● **Directions for this task**: Starting at the first line of the listing below and ending at the line with "column 94, row 26", copy each line exactly.

● **Material to process**:

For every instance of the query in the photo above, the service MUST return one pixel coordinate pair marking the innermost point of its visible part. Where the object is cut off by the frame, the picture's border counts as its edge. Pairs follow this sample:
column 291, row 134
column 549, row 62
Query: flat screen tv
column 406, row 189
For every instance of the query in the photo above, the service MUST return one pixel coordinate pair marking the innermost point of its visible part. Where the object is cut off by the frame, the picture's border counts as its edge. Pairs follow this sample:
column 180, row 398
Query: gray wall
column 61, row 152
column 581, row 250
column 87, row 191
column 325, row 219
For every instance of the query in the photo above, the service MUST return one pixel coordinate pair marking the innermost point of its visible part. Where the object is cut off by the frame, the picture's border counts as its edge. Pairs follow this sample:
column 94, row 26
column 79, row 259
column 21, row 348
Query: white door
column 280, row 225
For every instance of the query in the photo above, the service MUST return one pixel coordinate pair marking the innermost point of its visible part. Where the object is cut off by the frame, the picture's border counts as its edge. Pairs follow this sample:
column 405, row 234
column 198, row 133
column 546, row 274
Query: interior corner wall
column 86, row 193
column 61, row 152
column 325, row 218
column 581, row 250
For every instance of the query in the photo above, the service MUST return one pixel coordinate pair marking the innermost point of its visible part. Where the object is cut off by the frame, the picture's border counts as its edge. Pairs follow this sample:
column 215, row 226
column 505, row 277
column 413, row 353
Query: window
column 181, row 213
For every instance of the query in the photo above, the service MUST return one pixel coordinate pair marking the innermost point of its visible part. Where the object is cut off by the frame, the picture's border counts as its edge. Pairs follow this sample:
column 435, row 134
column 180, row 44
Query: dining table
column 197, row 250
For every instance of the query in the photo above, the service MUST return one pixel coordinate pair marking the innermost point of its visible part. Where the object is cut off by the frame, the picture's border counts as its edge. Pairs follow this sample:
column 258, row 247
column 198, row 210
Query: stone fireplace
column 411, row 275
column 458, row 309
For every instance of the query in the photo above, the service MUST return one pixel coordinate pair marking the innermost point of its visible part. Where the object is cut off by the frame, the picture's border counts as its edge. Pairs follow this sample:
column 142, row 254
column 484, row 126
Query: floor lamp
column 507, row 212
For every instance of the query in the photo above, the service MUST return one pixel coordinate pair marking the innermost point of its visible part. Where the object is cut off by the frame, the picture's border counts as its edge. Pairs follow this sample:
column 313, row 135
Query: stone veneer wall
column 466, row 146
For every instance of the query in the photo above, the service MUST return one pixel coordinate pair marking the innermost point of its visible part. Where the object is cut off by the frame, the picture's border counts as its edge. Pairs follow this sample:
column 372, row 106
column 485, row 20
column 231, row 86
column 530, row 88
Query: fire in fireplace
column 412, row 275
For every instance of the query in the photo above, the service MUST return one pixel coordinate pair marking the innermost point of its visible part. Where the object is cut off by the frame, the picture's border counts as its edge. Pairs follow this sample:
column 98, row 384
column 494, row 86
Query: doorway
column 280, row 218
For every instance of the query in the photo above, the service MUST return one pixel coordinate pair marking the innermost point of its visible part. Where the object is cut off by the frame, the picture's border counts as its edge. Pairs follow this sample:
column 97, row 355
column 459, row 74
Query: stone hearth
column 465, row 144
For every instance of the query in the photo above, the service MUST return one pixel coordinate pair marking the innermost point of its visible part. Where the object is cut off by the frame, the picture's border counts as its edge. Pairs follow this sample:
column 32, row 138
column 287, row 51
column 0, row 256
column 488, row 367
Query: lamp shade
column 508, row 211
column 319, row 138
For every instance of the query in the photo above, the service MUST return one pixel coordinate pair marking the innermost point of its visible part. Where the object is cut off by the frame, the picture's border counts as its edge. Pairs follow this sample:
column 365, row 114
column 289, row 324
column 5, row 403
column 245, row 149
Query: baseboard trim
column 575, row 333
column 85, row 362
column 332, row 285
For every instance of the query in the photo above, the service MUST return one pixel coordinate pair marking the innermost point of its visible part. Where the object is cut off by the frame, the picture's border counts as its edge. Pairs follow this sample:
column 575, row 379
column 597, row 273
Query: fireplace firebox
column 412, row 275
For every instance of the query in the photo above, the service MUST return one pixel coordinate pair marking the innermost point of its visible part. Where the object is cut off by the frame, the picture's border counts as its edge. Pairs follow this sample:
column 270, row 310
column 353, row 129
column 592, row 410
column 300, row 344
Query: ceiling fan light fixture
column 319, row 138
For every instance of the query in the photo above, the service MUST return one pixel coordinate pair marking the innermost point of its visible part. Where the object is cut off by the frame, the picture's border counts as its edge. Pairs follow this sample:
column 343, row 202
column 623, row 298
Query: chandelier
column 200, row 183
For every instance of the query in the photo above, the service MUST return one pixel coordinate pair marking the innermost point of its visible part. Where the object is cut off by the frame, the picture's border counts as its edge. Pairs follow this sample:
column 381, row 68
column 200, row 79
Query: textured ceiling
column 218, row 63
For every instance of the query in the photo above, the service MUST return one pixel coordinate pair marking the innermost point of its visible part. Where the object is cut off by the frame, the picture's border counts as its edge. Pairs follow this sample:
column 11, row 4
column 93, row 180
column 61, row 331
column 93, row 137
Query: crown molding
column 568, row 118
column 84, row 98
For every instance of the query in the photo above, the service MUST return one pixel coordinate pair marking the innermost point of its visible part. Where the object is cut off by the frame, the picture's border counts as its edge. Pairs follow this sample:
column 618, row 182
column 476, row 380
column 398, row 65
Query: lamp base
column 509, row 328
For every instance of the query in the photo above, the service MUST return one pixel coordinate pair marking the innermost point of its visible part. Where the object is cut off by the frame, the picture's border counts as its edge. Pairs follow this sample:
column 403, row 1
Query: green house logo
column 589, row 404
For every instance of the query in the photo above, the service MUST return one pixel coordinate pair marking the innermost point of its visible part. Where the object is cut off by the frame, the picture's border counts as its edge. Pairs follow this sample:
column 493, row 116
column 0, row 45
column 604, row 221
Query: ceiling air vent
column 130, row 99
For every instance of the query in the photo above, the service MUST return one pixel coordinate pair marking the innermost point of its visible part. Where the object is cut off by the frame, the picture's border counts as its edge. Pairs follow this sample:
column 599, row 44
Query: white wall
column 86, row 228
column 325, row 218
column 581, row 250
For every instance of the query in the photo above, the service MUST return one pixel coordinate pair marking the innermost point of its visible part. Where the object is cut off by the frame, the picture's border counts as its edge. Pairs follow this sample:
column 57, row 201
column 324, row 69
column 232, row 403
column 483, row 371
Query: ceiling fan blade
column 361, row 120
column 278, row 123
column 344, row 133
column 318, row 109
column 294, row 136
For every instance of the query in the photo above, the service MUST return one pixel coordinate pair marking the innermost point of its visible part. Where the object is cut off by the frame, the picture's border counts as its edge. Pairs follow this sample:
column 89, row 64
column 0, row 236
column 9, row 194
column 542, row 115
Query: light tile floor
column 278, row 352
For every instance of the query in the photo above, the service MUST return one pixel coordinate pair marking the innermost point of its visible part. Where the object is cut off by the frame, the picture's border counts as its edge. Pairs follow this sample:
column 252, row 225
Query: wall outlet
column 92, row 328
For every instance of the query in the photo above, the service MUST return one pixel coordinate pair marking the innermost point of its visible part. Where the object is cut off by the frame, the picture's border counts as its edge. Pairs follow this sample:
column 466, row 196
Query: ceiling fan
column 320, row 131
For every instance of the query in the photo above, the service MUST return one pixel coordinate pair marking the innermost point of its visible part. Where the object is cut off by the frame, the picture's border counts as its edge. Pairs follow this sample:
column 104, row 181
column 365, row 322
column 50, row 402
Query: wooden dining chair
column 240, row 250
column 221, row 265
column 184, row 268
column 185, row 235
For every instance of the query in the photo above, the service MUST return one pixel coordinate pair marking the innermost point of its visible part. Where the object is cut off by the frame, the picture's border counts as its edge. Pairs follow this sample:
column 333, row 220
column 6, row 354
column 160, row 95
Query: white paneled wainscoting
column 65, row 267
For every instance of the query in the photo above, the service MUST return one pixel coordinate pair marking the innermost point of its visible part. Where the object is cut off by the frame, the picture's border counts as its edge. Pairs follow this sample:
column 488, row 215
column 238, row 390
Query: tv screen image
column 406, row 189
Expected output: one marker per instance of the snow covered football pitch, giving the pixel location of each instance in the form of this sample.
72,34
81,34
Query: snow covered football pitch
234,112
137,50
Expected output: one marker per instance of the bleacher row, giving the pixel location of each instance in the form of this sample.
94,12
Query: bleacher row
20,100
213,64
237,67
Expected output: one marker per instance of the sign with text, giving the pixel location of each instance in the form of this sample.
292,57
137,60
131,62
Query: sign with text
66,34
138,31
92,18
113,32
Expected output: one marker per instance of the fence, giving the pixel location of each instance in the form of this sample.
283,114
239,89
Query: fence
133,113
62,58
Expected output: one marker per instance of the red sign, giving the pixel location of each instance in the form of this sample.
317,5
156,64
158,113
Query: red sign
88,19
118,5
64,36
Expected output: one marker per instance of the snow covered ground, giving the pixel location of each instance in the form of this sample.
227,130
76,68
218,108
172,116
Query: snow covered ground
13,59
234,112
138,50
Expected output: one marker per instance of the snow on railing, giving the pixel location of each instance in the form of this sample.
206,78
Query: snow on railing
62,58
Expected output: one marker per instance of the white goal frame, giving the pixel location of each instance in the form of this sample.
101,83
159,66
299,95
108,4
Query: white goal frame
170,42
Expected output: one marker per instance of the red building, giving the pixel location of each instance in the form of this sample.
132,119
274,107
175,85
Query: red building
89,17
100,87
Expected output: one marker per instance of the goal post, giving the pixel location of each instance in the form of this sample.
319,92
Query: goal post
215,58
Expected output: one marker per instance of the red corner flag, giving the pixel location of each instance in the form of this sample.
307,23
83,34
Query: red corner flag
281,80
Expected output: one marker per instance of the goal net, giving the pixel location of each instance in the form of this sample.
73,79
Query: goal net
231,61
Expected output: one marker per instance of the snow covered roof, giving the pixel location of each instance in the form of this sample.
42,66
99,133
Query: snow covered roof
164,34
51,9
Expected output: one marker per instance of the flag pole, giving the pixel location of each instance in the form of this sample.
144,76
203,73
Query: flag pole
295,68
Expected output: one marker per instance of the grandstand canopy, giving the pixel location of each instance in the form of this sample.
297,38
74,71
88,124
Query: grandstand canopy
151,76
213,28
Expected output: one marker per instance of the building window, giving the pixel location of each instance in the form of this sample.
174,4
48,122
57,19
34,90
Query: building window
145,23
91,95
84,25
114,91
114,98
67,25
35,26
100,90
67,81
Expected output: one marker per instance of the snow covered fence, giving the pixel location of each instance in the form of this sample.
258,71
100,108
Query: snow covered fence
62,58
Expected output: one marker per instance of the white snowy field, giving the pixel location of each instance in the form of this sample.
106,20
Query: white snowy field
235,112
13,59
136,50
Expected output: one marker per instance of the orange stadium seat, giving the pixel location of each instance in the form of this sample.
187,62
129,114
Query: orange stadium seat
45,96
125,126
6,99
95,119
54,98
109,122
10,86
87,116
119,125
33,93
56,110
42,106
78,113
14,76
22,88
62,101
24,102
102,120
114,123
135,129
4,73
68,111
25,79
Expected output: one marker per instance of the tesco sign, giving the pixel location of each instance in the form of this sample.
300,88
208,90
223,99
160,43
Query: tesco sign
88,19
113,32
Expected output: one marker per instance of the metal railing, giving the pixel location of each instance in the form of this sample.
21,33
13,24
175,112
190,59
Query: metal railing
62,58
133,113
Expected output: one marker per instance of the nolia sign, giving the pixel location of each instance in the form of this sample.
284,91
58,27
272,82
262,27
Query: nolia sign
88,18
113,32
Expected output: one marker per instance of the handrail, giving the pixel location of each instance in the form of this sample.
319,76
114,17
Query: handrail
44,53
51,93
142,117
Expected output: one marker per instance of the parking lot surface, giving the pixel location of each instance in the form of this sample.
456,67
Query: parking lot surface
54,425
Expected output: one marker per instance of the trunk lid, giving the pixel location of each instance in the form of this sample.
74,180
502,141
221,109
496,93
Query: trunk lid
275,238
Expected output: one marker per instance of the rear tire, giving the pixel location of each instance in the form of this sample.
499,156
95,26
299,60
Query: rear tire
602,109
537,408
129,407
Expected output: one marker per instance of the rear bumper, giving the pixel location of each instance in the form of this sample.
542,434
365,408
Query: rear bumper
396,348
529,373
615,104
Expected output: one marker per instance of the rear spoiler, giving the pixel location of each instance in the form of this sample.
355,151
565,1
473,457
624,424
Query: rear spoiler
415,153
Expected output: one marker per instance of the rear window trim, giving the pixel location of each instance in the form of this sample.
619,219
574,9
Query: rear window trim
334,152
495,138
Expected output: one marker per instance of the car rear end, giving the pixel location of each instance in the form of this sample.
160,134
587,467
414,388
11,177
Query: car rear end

● **Exercise output**:
For every instance of the query in the photo above, the service MUST return one pixel coordinate pair marking the innermost point of its visible part. Where the object is cut off by the frame, the picture's border counts as its edge. Pairs follow this sample:
column 291, row 134
column 549, row 62
Query: flat screen tv
column 406, row 189
For every instance of the query in the photo above, the service MUST return one pixel coordinate pair marking the innermost point of its visible part. Where the object is cut off by the frame, the picture's border counts as its edge. Pairs follow this sample:
column 180, row 398
Query: gray wall
column 61, row 152
column 581, row 250
column 87, row 191
column 325, row 219
For every instance of the query in the photo above, the service MUST return one pixel coordinate pair marking the innermost point of its visible part. Where the object is cut off by the frame, the picture's border counts as its edge. Pairs follow this sample:
column 94, row 26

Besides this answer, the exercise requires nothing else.